Count the lines in the listing below that contain the string "corner". Reply with the number alone.

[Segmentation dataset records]
========================

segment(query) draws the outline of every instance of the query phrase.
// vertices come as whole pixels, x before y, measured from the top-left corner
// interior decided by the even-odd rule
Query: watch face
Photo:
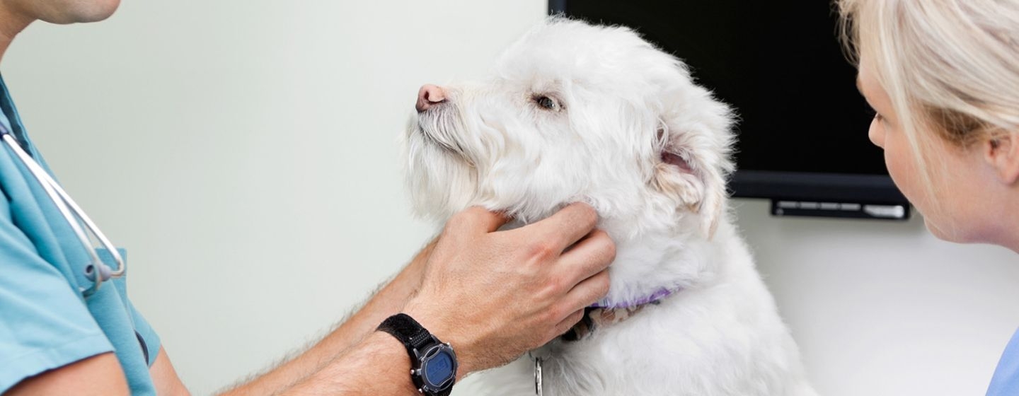
[[[455,373],[452,354],[443,348],[440,348],[434,355],[425,360],[423,365],[422,372],[425,375],[425,382],[434,388],[444,385]]]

========================

Result below :: 1